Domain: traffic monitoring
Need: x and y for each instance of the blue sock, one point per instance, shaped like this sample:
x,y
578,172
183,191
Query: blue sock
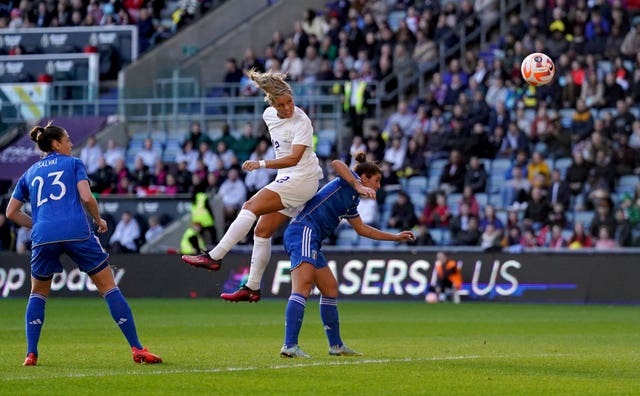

──────────

## INSTRUCTION
Could you reproduce the material above word for word, leaving out any pictures?

## OUTPUT FOR THIS TASK
Domain: traffic monitoring
Need: x and y for each instance of the blue sock, one point per instance, shaped like this sample:
x,y
578,172
183,191
Query: blue sock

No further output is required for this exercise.